▶ **抜粋した文章**
+++++
2018年に国際学会International Society for Pharmacoeconomics and Outcomes Research(ISPOR)から、医薬品をはじめとした医療技術の価値評価における12の要素が提唱された 1)。その要素の中の一つに「生産性(productivity)」がある。この生産性という要素自体は、目新しいものではなく、以前より医療技術の費用対効果を算出する際に生産性損失という形で考慮されてきた。しかし、その頻度は決して高いものではなく、まだその価値の評価が一般化されているとは言い難い。そこで、本稿では、この生産性(特に労働生産性)という価値の要素に改めて着目し、医薬品における労働生産性アウトカムの評価と利活用の現状について調査・検討をおこなった。

2.労働生産性とは

ある病気への罹患によって体調不良等が生じ、自身の労働生産性が低下すると、遅刻や早退による労働時間の減少、労働時間中の集中力低下や仕事中断、あるいは欠勤・休業などの状況が生じる。その状況が改善されないと、結果的に退職等につながってしまう可能性がある。疾患による生産性の低下に関する例としてDariusらは、米国の片頭痛患者の約5割で生産性が50%低下していたと報告している 2)。疾患の治療は患者自身の長期的なQOL改善につながるのみならず、労働生産性の改善を通して、社会全体での経済的損失の回避にもつながる。
+++++
▶ **確認用データ**

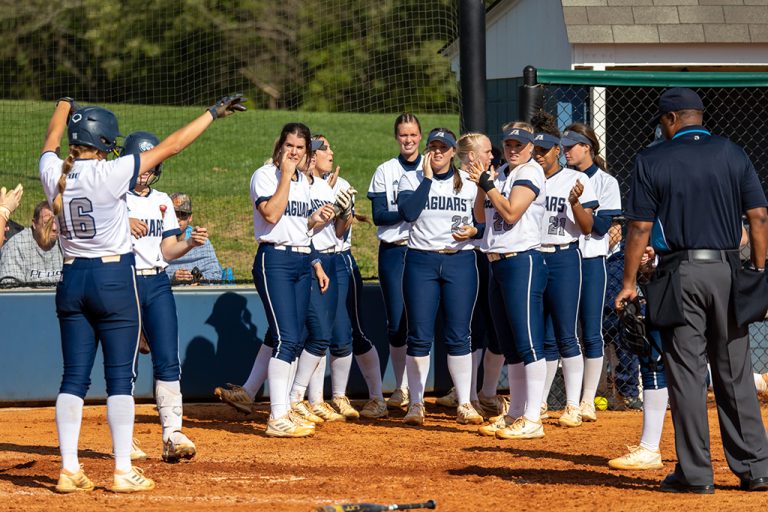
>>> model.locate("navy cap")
[560,130,592,148]
[502,128,533,144]
[533,133,560,149]
[648,87,704,126]
[427,131,456,148]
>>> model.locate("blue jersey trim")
[512,180,541,197]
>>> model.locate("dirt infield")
[0,403,768,512]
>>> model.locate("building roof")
[560,0,768,44]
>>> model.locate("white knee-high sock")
[523,359,547,421]
[468,349,483,400]
[243,343,272,400]
[355,347,384,400]
[268,357,291,418]
[581,356,603,404]
[389,345,408,389]
[331,353,352,398]
[448,354,477,404]
[155,380,184,443]
[507,363,528,418]
[56,393,83,473]
[563,354,584,406]
[541,359,560,402]
[640,388,669,451]
[107,395,136,472]
[480,350,504,396]
[307,357,326,405]
[405,356,429,404]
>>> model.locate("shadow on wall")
[181,292,262,397]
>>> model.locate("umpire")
[616,88,768,494]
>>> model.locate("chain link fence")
[539,72,768,409]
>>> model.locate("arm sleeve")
[397,176,432,222]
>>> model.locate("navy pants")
[379,242,408,347]
[136,272,181,382]
[544,244,581,361]
[488,250,548,364]
[56,254,141,398]
[579,256,607,359]
[252,244,312,363]
[403,249,477,357]
[331,250,373,357]
[304,253,339,357]
[472,249,503,354]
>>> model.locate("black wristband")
[477,171,496,194]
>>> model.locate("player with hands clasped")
[291,137,350,423]
[470,122,547,439]
[39,96,245,493]
[397,128,483,425]
[562,123,621,421]
[249,123,334,437]
[368,112,422,408]
[120,132,208,462]
[532,112,598,427]
[0,183,24,249]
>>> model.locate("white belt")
[136,267,165,276]
[266,244,312,254]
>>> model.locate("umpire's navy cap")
[533,133,560,149]
[648,87,704,126]
[503,128,533,144]
[560,130,592,148]
[427,130,456,148]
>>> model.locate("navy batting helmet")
[120,132,163,176]
[67,107,122,153]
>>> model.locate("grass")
[0,101,459,279]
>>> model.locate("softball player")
[39,96,245,493]
[251,123,333,437]
[397,128,483,425]
[120,132,208,462]
[470,122,547,439]
[291,137,350,422]
[318,135,388,418]
[533,112,598,427]
[368,113,422,408]
[562,123,621,421]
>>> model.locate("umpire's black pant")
[662,262,768,485]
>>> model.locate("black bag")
[643,262,685,329]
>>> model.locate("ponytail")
[42,146,82,246]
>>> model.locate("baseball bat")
[315,500,437,512]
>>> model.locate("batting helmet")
[67,107,122,153]
[120,132,163,177]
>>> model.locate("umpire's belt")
[136,267,165,276]
[260,242,312,254]
[539,242,579,252]
[64,254,120,265]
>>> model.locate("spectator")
[165,192,221,284]
[0,201,63,283]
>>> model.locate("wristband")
[477,171,496,194]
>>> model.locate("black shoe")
[739,476,768,491]
[659,473,715,494]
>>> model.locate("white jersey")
+++++
▶ **課題の要件**
- a) 抜粋した文章のうち、「2018年に国際学会International Society for」を含む語句から始まり「済的損失の回避にもつながる。」で終わる部分を、「医療技術」を「保健医療技術」に置き換えて書き直してください。
- b) 抜粋した文章の「ある病気への罹患によって」で始まる段落を、主な事実を残して箇条書きにまとめてください。
これらの記録は、抜粋した文章とは別の出典から取ったものです。

▶ **回答内容**
- a)
2018年に国際学会International Society for Pharmacoeconomics and Outcomes Research(ISPOR)から、医薬品をはじめとした保健医療技術の価値評価における12の要素が提唱された 1)。その要素の中の一つに「生産性(productivity)」がある。この生産性という要素自体は、目新しいものではなく、以前より保健医療技術の費用対効果を算出する際に生産性損失という形で考慮されてきた。しかし、その頻度は決して高いものではなく、まだその価値の評価が一般化されているとは言い難い。そこで、本稿では、この生産性(特に労働生産性)という価値の要素に改めて着目し、医薬品における労働生産性アウトカムの評価と利活用の現状について調査・検討をおこなった。

2.労働生産性とは

ある病気への罹患によって体調不良等が生じ、自身の労働生産性が低下すると、遅刻や早退による労働時間の減少、労働時間中の集中力低下や仕事中断、あるいは欠勤・休業などの状況が生じる。その状況が改善されないと、結果的に退職等につながってしまう可能性がある。疾患による生産性の低下に関する例としてDariusらは、米国の片頭痛患者の約5割で生産性が50%低下していたと報告している 2)。疾患の治療は患者自身の長期的なQOL改善につながるのみならず、労働生産性の改善を通して、社会全体での経済的損失の回避にもつながる。

- b)
- 病気で体調が悪くなって労働生産性が下がると、遅刻や早退による労働時間の減少、仕事中の集中力低下や仕事の中断、欠勤・休業などが起こる。
- その状況が改善されないと、退職などにつながる可能性がある。
- Dariusらは、米国の片頭痛患者の約5割で生産性が50%低下していたと報告している。
- 疾患の治療は、患者自身の長期的なQOL改善だけでなく、労働生産性の改善を通して社会全体の経済的損失の回避にもつながる。